(ASSIGNED TASK 1) In the passage about the Bluffs, rewrite the paragraph beginning "The Bluffs are also associated" as a shorter version that keeps its main facts.
(ASSIGNED TASK 2) According to the passage about the Bluffs, why does the narrator associate the Bluffs with death?

The Bluffs are also associated in my mind with death. I don’t believe this was at the forefront of my mind as I drove there on D-Day, Diagnosis Day. But throughout my childhood I heard stories of people meeting their end on the Bluffs, either by suicide or when a part of the cliffside suddenly collapsed. A very popular art teacher at my high school lived on the Bluffs; his young daughter was standing close to the edge one day when the earth disappeared from beneath her feet, and she was gone. So maybe this was leading me down to the Bluffs, on some level: it seemed a place to go to begin battle with the Darkness. (“To begin negotiations” might be more accurate.)

(GIVEN RECORDS)
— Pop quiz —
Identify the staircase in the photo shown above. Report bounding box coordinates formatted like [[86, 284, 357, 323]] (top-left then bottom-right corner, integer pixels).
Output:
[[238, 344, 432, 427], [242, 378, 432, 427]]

--

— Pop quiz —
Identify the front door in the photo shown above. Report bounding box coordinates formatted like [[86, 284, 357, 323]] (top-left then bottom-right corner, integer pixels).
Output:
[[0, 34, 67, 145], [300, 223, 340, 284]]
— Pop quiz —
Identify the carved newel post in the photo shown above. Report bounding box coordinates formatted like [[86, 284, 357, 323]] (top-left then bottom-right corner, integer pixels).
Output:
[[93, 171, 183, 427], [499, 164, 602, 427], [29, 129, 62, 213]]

==

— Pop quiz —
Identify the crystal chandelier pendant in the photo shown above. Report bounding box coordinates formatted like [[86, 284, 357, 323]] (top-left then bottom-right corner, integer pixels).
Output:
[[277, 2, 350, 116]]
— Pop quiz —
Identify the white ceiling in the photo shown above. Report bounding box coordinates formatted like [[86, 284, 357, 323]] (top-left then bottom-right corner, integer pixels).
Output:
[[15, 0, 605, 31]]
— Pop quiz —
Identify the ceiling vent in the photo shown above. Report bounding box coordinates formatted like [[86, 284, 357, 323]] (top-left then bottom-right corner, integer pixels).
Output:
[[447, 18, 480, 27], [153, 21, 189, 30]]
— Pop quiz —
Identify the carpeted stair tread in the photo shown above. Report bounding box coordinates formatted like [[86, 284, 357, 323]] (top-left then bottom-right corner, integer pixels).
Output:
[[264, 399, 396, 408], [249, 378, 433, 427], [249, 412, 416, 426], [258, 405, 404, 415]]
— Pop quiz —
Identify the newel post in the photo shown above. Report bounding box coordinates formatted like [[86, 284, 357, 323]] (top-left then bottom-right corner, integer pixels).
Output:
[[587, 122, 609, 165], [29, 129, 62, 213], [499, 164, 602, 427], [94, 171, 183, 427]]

(EXERCISE RESPONSE 1) I also link the Bluffs with death, though I don't think that was foremost in my mind when I drove there on D-Day, Diagnosis Day. As a child I heard many stories of people dying there, by suicide or when part of the cliff collapsed. A popular art teacher at my high school lived on the Bluffs, and his young daughter died when the ground gave way beneath her near the edge. Perhaps this drew me there on some level, as a place to begin battle with the Darkness, or, more accurately, to begin negotiations.

(EXERCISE RESPONSE 2) Throughout the narrator's childhood there were stories of people dying on the Bluffs, either by suicide or when part of the cliffside suddenly collapsed. One of these was the young daughter of a popular art teacher at the narrator's high school, who was standing near the edge when the ground gave way beneath her.